Excerpts of location labeling data>
****************
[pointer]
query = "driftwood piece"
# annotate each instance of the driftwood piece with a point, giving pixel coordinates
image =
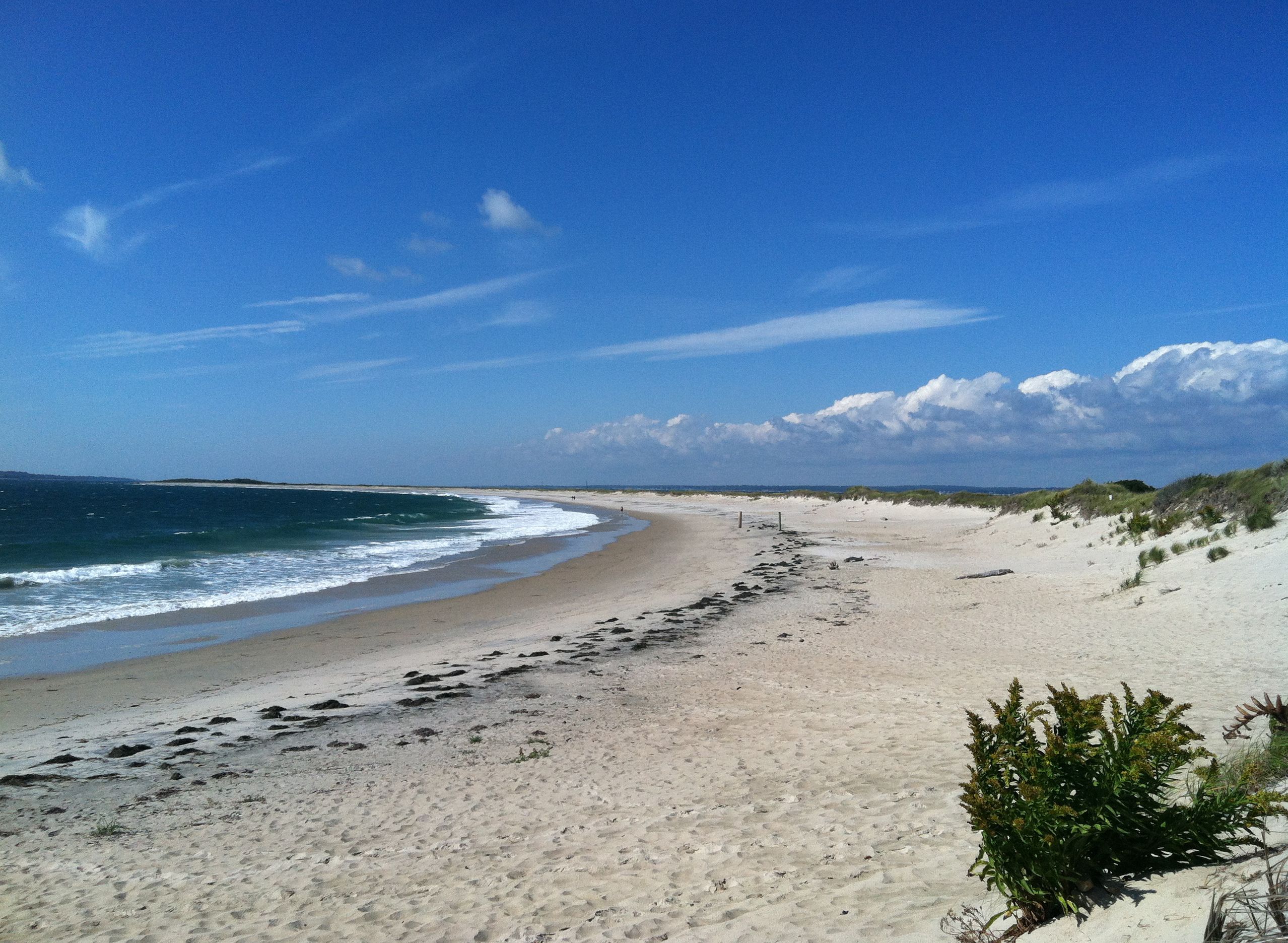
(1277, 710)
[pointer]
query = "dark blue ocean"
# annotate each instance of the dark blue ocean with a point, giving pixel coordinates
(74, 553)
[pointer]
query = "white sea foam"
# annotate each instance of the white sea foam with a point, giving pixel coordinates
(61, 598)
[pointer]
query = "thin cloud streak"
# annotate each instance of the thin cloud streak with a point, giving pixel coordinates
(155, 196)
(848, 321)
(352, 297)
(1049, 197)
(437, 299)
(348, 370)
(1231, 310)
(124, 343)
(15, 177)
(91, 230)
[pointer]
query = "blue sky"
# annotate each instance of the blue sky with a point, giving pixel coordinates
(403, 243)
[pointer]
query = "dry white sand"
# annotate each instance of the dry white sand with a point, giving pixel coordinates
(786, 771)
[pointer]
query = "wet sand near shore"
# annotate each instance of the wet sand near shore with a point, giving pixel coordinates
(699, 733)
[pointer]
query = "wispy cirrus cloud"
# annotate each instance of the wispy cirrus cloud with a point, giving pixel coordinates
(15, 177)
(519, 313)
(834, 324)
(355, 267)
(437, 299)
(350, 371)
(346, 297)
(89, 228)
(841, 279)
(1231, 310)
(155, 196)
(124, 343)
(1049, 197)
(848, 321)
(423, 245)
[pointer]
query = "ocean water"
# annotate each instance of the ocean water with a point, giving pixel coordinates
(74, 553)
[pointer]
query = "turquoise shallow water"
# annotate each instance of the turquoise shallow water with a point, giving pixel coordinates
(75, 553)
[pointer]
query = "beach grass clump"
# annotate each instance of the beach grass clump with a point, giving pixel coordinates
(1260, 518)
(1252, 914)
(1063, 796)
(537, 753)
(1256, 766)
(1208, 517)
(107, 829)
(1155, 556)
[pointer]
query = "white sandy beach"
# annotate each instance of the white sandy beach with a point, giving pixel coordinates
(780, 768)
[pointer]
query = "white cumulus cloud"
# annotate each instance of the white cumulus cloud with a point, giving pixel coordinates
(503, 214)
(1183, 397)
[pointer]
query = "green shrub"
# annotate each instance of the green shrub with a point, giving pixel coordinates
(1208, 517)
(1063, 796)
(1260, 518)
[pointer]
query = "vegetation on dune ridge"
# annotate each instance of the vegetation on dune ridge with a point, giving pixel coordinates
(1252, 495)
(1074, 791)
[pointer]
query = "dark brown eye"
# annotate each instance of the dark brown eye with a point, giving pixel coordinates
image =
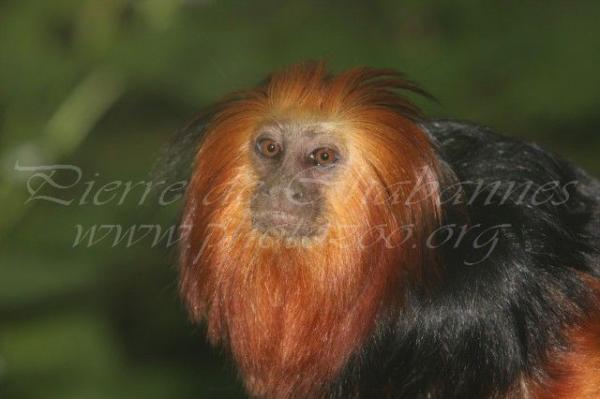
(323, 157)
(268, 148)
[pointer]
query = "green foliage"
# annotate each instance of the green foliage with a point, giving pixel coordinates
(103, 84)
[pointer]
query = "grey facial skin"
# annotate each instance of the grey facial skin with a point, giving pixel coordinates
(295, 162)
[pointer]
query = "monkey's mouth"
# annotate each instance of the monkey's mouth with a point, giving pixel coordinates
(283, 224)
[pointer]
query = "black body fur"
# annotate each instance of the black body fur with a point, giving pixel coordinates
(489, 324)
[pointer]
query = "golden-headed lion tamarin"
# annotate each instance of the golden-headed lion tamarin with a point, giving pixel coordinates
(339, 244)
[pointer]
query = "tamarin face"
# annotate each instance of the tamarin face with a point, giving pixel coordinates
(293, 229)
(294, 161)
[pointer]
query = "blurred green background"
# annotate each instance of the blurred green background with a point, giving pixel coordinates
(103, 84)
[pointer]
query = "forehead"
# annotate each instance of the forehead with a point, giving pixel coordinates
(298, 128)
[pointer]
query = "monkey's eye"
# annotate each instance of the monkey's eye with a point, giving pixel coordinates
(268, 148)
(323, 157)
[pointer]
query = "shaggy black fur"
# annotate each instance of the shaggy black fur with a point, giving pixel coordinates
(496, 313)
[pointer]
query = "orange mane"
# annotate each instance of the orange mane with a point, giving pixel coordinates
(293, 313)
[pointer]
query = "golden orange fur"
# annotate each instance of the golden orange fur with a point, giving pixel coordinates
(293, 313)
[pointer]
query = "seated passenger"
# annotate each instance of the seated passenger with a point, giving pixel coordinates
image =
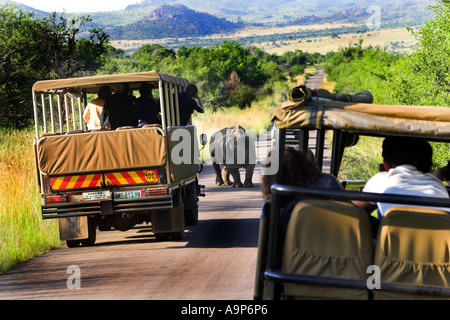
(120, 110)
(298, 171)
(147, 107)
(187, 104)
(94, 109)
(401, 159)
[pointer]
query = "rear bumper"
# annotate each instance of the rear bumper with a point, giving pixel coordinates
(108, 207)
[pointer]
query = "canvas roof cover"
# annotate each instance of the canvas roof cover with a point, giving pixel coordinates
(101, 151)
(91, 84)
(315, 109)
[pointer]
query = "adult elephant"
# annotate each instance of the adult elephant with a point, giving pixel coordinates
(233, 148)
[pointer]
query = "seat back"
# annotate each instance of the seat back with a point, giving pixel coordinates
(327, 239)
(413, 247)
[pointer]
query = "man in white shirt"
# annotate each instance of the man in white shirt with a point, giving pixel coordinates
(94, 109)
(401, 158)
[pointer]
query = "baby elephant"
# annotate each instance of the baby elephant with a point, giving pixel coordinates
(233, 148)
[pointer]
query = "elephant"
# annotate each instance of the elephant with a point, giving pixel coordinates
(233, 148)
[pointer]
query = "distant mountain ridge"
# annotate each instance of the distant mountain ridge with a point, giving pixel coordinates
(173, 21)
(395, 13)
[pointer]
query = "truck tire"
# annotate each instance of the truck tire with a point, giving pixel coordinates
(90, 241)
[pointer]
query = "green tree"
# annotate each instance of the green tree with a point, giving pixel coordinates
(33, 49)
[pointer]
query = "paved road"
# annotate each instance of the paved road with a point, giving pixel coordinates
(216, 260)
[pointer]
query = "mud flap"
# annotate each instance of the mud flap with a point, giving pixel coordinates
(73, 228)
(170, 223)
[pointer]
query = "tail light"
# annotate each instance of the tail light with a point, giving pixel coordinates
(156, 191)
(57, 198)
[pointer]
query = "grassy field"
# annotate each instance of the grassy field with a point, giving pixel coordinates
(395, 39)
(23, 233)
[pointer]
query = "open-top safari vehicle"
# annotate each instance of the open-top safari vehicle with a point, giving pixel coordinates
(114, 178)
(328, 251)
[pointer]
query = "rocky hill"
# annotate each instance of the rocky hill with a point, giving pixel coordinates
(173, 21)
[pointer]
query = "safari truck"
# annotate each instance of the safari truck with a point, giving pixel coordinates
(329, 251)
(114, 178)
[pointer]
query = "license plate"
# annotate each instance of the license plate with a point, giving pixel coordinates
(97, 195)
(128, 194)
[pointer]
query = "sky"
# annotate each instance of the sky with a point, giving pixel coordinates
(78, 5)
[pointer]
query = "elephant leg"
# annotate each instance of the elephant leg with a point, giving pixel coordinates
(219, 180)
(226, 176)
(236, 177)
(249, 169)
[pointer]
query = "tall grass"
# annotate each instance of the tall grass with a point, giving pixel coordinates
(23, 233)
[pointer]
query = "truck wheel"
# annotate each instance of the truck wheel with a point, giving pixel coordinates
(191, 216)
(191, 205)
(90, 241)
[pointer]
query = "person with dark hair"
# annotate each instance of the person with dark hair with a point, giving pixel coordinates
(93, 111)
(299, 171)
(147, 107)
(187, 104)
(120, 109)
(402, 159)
****************
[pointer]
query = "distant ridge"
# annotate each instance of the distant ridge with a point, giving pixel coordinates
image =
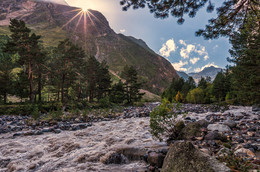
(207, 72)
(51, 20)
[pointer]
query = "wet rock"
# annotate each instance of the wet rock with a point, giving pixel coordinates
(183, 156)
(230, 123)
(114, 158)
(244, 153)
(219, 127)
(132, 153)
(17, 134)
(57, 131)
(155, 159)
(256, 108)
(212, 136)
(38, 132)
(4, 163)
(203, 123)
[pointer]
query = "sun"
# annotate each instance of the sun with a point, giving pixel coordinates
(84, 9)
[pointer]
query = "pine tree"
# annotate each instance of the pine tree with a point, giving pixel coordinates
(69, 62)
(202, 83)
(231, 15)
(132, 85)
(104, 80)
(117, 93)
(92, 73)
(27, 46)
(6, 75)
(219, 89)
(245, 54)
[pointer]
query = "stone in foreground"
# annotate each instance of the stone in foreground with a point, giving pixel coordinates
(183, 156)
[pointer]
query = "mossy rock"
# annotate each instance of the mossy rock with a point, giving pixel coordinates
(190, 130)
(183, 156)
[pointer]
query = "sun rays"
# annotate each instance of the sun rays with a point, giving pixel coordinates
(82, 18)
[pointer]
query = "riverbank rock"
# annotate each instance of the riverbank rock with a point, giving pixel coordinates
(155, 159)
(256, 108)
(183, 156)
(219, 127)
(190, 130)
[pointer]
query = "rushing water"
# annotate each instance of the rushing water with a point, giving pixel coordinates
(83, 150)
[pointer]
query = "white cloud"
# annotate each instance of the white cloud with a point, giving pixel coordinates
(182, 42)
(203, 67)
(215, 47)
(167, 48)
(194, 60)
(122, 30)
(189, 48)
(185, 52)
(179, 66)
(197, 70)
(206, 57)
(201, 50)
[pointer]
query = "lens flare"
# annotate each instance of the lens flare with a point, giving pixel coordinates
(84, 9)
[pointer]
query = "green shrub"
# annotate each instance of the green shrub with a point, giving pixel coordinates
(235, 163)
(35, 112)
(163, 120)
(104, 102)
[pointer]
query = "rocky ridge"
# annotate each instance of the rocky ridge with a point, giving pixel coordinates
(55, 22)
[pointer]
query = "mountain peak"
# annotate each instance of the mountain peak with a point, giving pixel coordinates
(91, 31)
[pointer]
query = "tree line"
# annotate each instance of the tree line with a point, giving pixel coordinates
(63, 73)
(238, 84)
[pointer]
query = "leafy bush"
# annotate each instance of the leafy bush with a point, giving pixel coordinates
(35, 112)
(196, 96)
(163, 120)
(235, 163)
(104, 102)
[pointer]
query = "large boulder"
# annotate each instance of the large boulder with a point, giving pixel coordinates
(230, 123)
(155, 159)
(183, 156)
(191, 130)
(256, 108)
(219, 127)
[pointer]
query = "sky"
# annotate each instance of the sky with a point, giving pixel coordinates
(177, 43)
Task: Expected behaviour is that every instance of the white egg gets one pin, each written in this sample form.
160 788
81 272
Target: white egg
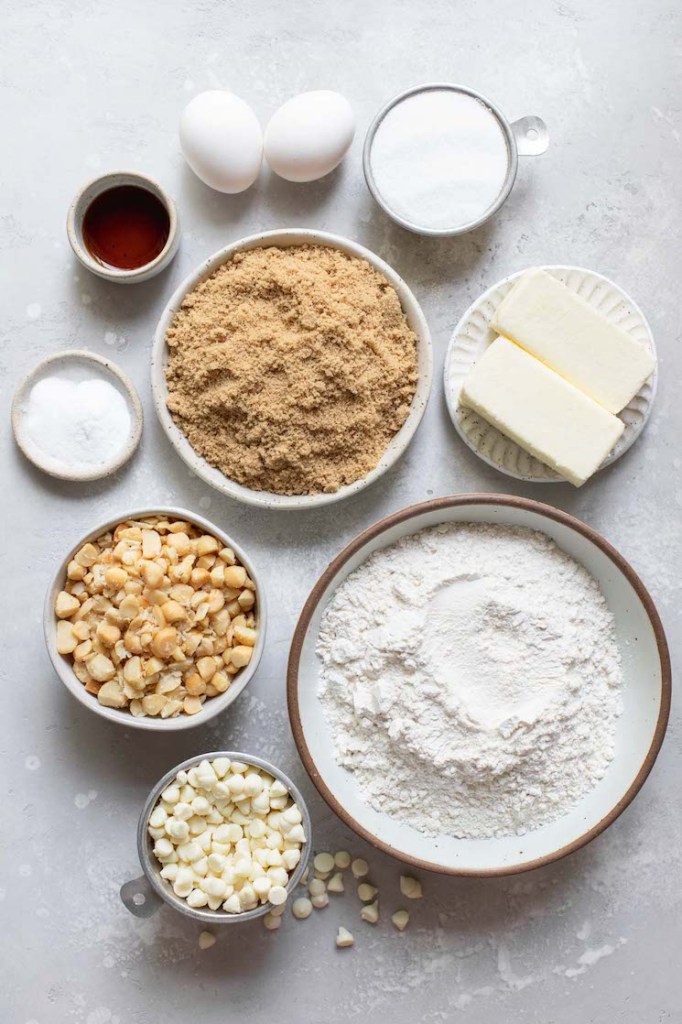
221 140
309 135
****************
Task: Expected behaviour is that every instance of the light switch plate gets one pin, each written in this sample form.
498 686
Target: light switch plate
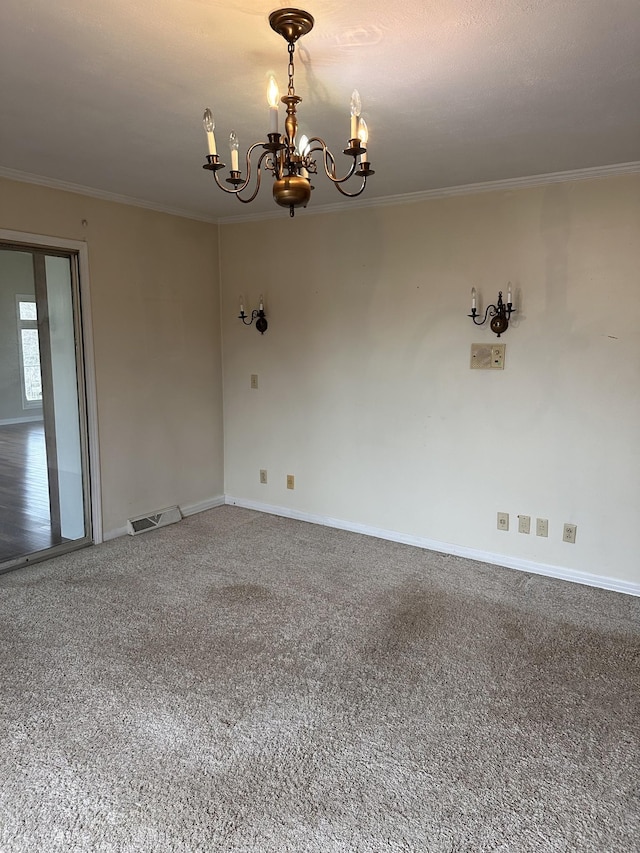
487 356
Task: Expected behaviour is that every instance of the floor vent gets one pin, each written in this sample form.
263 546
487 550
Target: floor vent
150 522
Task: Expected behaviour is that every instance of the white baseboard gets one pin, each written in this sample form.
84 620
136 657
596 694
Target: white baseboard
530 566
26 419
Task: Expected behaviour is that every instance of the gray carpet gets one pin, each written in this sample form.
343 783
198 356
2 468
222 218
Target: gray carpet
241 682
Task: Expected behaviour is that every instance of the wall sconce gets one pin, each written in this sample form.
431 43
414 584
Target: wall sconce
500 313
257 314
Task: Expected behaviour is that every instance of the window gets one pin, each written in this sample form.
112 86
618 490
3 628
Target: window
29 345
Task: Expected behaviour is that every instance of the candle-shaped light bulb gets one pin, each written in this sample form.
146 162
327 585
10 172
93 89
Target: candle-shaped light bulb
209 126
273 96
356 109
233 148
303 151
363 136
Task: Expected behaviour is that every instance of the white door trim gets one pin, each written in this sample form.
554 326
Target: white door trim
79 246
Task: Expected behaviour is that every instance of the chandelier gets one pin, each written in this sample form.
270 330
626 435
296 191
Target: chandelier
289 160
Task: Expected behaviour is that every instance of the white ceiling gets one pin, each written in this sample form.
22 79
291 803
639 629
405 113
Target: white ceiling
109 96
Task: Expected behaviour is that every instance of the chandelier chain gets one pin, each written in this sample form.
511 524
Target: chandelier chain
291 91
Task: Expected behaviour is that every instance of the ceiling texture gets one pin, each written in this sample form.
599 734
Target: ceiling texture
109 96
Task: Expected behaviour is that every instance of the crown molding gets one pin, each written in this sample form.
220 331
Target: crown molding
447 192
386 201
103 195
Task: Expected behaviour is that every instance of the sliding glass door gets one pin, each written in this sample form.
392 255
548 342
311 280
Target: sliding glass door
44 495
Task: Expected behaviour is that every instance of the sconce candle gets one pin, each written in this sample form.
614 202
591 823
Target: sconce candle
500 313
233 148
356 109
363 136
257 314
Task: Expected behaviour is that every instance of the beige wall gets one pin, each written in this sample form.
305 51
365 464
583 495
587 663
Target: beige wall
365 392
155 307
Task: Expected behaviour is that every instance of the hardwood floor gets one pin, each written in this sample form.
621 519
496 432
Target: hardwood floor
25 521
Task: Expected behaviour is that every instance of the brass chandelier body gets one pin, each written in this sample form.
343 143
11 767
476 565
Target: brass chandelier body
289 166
****************
Task brief>
Return every line of the material above that contains the word "adult", copying each line in full.

Result for this exercise>
query = "adult elephant"
# annotate each instance of the adult elephant with a point, giving pixel coordinates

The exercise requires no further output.